Reproduce verbatim the entries from the line holding "Exercise. Identify every instance of the green" through the end of the entries, inclusive. Leave the pictures out.

-- Start of MATERIAL FOR THE TASK --

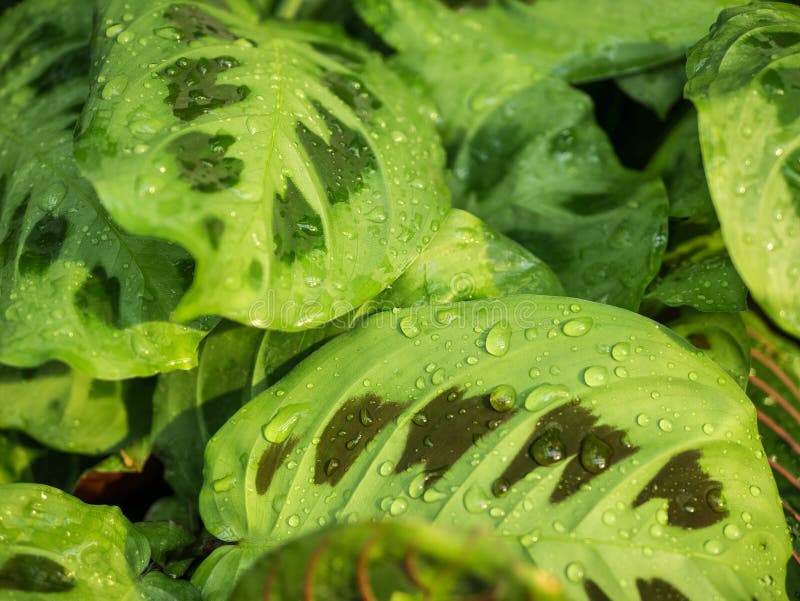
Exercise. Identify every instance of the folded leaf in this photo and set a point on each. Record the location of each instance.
(291, 163)
(73, 285)
(56, 547)
(540, 170)
(384, 562)
(596, 440)
(743, 79)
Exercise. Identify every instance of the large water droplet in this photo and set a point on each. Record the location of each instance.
(498, 339)
(475, 500)
(595, 455)
(503, 397)
(578, 326)
(548, 448)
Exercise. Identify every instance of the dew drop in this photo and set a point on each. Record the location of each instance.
(475, 500)
(621, 351)
(503, 397)
(577, 327)
(498, 339)
(595, 376)
(409, 327)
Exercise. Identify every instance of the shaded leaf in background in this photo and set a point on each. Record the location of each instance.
(698, 273)
(56, 545)
(387, 562)
(467, 260)
(539, 170)
(775, 391)
(719, 336)
(743, 79)
(617, 438)
(63, 408)
(659, 88)
(504, 46)
(73, 285)
(291, 163)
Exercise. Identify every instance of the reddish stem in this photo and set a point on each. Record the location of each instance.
(769, 390)
(780, 432)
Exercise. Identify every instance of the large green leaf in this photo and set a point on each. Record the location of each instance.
(539, 169)
(292, 164)
(73, 285)
(63, 408)
(391, 562)
(744, 79)
(56, 547)
(503, 46)
(600, 442)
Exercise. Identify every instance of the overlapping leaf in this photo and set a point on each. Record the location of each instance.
(291, 163)
(56, 547)
(743, 79)
(503, 46)
(395, 561)
(539, 169)
(605, 446)
(73, 285)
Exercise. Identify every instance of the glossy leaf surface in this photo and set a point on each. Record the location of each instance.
(571, 428)
(73, 285)
(504, 46)
(290, 162)
(743, 79)
(540, 170)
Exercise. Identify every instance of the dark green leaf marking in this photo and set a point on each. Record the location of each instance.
(35, 574)
(192, 24)
(202, 161)
(43, 244)
(293, 215)
(100, 296)
(594, 592)
(658, 590)
(192, 86)
(569, 431)
(445, 429)
(690, 492)
(346, 435)
(342, 162)
(270, 461)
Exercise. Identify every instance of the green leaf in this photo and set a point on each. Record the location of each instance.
(775, 391)
(56, 547)
(540, 170)
(503, 46)
(16, 459)
(73, 285)
(658, 88)
(401, 562)
(720, 336)
(699, 274)
(602, 444)
(680, 163)
(467, 260)
(743, 79)
(291, 163)
(63, 408)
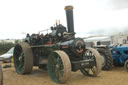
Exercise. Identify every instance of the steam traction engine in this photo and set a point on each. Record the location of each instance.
(59, 52)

-- End of MATERIAL FOR THE TASK --

* **SOLUTION BELOW**
Exercise. Identify every instance of the green leaf in this photo and set a point on each. Record the location of each instance.
(775, 391)
(56, 547)
(540, 170)
(503, 46)
(16, 459)
(73, 285)
(658, 88)
(401, 562)
(720, 336)
(699, 274)
(602, 444)
(680, 163)
(467, 260)
(743, 79)
(291, 163)
(63, 408)
Exercise. Identify every instance of the steam traction engine in this photo and set a point on each. Record the location of each instance.
(59, 52)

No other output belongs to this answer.